--- start Data shown ---

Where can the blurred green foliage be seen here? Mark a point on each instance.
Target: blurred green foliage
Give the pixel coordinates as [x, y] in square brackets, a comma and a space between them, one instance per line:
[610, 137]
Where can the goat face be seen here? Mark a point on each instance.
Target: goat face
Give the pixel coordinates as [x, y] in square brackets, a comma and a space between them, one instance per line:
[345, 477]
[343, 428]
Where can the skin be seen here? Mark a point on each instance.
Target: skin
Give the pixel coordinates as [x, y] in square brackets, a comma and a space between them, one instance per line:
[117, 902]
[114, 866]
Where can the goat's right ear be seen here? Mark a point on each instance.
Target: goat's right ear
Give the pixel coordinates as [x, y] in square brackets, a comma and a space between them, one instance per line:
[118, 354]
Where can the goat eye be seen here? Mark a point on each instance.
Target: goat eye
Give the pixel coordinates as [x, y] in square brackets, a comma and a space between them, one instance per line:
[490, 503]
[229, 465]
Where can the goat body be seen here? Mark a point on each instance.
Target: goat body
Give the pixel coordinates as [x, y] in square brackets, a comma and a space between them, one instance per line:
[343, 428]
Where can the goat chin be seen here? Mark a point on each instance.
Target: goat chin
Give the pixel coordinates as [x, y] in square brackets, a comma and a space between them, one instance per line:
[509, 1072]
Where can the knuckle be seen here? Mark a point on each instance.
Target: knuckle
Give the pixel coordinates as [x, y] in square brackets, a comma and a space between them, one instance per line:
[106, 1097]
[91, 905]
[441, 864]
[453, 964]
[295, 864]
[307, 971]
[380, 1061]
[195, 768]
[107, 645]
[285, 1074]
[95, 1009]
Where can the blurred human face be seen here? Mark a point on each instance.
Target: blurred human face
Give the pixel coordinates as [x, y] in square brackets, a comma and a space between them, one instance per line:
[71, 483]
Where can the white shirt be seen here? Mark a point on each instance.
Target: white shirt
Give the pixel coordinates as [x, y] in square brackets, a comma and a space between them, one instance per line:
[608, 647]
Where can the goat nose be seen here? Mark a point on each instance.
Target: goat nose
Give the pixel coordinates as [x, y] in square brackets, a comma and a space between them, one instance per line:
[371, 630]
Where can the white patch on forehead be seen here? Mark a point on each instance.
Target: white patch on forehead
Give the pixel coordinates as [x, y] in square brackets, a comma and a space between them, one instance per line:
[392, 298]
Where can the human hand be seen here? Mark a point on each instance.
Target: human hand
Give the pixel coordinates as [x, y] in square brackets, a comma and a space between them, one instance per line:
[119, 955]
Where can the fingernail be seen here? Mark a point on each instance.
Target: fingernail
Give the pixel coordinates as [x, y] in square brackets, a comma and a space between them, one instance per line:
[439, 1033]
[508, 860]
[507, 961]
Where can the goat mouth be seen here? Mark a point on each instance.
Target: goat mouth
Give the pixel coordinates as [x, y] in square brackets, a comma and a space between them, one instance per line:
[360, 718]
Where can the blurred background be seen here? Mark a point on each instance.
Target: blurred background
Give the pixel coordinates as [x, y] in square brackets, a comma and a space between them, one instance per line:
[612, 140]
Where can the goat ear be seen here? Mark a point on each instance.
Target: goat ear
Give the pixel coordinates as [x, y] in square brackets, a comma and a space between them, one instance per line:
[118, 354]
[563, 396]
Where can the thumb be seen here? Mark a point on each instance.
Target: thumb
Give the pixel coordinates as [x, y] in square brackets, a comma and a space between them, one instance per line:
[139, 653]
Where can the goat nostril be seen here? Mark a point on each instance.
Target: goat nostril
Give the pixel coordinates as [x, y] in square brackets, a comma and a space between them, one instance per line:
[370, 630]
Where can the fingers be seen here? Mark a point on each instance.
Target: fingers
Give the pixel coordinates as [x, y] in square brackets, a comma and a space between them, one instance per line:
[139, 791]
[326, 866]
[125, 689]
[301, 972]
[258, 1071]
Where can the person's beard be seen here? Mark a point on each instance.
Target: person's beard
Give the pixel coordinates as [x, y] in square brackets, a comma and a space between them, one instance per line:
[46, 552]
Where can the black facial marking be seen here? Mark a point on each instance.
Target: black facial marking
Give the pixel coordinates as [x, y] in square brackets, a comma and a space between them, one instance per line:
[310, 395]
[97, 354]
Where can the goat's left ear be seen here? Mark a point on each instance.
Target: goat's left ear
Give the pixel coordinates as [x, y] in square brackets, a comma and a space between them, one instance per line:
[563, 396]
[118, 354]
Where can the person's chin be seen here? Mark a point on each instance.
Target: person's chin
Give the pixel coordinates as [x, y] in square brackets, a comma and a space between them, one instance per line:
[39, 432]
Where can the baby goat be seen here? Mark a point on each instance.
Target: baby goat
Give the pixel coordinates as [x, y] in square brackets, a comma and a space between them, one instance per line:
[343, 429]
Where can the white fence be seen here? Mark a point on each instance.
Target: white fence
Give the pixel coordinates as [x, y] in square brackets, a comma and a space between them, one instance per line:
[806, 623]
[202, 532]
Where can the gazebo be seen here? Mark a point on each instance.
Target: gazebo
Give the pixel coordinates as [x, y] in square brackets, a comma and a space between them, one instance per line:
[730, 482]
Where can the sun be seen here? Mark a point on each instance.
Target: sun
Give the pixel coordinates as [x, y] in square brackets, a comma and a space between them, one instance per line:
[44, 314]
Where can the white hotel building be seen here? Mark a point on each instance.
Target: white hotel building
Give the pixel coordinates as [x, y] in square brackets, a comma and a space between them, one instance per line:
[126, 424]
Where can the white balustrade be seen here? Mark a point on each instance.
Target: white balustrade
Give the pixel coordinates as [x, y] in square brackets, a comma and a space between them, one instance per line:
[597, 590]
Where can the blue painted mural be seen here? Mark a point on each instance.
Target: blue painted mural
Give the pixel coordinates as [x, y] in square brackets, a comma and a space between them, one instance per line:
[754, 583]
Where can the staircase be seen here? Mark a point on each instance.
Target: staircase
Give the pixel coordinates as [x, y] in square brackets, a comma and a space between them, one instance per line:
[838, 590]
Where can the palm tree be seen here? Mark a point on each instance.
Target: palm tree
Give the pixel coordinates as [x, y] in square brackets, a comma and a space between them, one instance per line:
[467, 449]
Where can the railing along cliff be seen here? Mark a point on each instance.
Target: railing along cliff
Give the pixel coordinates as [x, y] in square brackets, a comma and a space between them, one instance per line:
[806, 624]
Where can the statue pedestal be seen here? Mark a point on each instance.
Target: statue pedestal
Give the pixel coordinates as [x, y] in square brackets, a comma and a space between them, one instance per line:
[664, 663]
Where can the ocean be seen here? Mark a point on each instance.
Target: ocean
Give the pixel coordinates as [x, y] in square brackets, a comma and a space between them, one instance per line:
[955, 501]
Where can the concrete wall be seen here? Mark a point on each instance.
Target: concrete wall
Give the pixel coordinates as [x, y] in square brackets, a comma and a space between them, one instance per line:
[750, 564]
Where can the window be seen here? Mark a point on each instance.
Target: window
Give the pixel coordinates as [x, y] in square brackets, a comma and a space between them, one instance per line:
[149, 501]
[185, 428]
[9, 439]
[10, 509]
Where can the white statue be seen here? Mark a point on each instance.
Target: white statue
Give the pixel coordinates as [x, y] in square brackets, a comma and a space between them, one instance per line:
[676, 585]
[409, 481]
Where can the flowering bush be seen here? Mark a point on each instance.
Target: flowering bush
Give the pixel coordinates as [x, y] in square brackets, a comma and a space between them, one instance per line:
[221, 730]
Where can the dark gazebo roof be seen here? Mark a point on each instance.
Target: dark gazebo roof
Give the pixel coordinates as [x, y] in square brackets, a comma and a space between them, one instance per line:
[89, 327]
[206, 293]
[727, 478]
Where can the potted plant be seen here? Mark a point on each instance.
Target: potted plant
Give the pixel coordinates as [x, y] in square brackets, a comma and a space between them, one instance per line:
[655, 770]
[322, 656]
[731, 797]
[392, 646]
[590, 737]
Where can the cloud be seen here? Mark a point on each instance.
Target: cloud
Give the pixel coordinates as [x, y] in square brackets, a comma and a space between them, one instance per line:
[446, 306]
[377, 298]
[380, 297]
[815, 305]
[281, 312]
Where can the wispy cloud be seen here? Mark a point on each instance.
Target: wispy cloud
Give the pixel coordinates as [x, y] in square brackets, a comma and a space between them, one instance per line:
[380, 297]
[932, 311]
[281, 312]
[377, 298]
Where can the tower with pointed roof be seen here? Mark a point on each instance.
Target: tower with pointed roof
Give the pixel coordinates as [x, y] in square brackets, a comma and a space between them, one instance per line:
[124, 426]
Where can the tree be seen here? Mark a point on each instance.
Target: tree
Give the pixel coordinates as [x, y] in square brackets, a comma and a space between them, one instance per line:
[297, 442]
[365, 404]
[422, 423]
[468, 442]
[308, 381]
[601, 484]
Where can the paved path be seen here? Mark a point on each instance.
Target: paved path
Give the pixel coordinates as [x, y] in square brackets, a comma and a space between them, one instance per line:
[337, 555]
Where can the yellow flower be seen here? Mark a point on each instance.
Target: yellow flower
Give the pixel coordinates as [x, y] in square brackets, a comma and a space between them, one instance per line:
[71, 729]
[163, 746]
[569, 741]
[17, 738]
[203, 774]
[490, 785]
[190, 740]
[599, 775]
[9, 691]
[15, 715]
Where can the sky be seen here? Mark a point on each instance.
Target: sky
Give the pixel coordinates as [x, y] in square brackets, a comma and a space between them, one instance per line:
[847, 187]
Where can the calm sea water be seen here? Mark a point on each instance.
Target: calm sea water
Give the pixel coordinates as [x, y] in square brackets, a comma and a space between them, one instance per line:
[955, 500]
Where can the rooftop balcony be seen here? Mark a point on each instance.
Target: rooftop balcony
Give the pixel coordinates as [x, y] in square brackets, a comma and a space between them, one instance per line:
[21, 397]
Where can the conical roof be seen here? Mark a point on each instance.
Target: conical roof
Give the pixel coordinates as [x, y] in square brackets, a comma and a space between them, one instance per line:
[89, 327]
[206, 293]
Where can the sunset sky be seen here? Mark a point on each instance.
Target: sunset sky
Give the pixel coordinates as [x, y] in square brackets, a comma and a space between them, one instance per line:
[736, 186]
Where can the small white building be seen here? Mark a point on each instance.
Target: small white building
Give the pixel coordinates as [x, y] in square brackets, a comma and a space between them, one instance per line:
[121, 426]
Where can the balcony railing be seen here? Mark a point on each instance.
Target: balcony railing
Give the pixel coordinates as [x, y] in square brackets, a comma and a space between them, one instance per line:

--- end Data shown ---

:: Task prompt ::
Extract every line from the one containing "Where can the sunset" through the last line of the data, inclusive, exactly as written.

:: Output for this task ::
Where can the sunset sky be seen here? Mark a point on each instance.
Target: sunset sky
Give the pixel coordinates as [x, y] in square brackets, a comma and a space between them, one instance per line:
[736, 186]
Where can the small white building be seen here? Mark a point on each instance.
Target: small white building
Give the pixel coordinates as [x, y] in square brackets, a comma and a space between them, one instance per line:
[121, 426]
Where can the balcony railing be seen here? Mark a point on each instance.
Target: balcony railing
Give the pixel coordinates as [x, y] in square brackets, a comma and a space between them, one instance per line:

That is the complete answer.